══ TEXTAUSZUG

Im Erkenntnis vom , Zl. 2007/07/0134, hat der Verwaltungsgerichtshof ausgeführt, es könne auch die Standortgemeinde geltend machen, dass das vereinfachte Verfahren zu Unrecht angewendet worden sei. Andernfalls hätte die Standortgemeinde keine Möglichkeit zu relevieren, dass ihr durch die unzutreffende Anwendung des vereinfachten Verfahrens die ihr sonst gemäß § 42 Abs. 1 Z 6 AWG 2002 zukommende (Formal )Parteistellung zu Unrecht verwehrt worden sei.

Dies gilt sinngemäß auch für die "Anrainergemeinde" einer Abfallbehandlungsanlage im Sinne des § 42 Abs. 1 Z. 6 AWG 2002, weil auch diese ansonsten - wie schon die Standortgemeinde - keine Möglichkeit hätte, sich gegen die unter Umständen zu Unrecht erfolgte Verweigerung der (Formal )Parteistellung zur Wehr zu setzen.

════
══ VORLIEGENDE AUFLISTUNG

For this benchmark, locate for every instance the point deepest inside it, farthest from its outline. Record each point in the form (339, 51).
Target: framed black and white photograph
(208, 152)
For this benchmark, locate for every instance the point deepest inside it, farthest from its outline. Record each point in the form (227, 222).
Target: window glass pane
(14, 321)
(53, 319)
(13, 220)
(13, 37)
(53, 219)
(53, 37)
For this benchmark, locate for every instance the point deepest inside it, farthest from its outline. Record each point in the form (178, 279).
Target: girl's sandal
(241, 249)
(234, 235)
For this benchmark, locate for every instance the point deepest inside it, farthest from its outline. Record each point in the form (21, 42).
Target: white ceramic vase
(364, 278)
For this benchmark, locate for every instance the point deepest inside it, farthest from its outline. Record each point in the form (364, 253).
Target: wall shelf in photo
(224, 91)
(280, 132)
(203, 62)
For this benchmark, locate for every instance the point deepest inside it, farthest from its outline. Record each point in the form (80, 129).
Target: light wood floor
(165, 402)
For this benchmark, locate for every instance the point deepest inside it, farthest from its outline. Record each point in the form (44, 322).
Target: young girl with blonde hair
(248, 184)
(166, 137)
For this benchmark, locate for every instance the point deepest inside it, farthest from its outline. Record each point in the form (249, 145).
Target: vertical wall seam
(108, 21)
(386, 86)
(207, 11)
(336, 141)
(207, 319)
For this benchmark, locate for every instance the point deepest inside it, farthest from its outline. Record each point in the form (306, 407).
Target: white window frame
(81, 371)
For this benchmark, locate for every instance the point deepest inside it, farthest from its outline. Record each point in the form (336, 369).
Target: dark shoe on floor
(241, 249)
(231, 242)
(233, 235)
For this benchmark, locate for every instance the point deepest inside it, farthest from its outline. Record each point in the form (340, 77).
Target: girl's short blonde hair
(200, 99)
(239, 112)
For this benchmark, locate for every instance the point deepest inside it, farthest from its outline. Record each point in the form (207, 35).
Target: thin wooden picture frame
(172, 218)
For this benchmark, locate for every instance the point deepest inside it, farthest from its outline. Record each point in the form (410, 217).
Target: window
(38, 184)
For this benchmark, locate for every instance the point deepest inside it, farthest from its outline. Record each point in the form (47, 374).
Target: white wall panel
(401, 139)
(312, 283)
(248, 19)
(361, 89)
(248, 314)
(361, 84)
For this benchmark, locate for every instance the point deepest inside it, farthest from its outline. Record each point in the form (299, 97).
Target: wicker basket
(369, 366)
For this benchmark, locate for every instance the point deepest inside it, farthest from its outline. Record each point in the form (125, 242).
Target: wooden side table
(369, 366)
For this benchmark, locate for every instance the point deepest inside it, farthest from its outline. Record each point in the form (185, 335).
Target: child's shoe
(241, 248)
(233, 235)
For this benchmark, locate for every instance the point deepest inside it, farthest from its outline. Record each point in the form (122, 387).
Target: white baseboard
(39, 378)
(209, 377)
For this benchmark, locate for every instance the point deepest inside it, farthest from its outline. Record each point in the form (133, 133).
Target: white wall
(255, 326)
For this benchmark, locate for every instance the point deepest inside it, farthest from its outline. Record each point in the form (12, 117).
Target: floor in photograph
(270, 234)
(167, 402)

════

◆ **AUFGABEN**
• A. Was kann laut dem Textauszug auch die Standortgemeinde geltend machen?
• B. Schreiben Sie aus dem Textauszug die Stelle von „Im Erkenntnis vom“ bis einschließlich „Wehr zu setzen.“ ab.

◆ **LÖSUNGEN**
• A. Sie kann geltend machen, dass das vereinfachte Verfahren zu Unrecht angewendet worden sei.

• B.
Im Erkenntnis vom , Zl. 2007/07/0134, hat der Verwaltungsgerichtshof ausgeführt, es könne auch die Standortgemeinde geltend machen, dass das vereinfachte Verfahren zu Unrecht angewendet worden sei. Andernfalls hätte die Standortgemeinde keine Möglichkeit zu relevieren, dass ihr durch die unzutreffende Anwendung des vereinfachten Verfahrens die ihr sonst gemäß § 42 Abs. 1 Z 6 AWG 2002 zukommende (Formal )Parteistellung zu Unrecht verwehrt worden sei.

Dies gilt sinngemäß auch für die "Anrainergemeinde" einer Abfallbehandlungsanlage im Sinne des § 42 Abs. 1 Z. 6 AWG 2002, weil auch diese ansonsten - wie schon die Standortgemeinde - keine Möglichkeit hätte, sich gegen die unter Umständen zu Unrecht erfolgte Verweigerung der (Formal )Parteistellung zur Wehr zu setzen.